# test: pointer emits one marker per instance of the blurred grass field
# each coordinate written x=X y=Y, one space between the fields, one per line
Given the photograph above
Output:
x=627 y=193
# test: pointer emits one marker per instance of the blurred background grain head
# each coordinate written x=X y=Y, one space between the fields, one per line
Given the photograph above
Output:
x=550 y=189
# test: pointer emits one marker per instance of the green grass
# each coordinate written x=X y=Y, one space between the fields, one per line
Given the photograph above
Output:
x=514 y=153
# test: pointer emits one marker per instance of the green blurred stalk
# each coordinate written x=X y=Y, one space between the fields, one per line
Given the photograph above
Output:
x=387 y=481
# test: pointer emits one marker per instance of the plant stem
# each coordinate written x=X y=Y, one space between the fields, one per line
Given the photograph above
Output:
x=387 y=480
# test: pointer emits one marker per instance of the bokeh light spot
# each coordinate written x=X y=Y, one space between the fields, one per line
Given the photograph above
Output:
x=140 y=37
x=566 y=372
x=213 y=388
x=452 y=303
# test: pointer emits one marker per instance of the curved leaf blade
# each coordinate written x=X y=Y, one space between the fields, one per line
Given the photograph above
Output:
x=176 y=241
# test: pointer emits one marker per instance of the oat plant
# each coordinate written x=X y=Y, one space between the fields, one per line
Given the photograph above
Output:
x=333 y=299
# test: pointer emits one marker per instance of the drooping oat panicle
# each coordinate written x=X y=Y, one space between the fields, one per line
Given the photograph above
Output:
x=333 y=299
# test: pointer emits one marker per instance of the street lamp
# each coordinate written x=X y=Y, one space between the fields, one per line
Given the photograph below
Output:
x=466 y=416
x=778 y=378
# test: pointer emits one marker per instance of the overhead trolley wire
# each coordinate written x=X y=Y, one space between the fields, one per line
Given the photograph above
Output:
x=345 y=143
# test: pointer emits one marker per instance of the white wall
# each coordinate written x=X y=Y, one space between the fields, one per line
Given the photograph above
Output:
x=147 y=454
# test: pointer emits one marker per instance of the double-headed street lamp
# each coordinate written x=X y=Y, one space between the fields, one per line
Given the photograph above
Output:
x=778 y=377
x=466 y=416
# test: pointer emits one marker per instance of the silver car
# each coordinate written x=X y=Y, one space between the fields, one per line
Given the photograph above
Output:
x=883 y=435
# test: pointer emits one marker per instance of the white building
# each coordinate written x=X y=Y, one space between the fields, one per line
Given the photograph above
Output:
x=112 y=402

○ ○ ○ ○ ○

> [Task]: A single number is required: the count of lines in the data above that include the word "blurred".

> [Reply to the task]: 3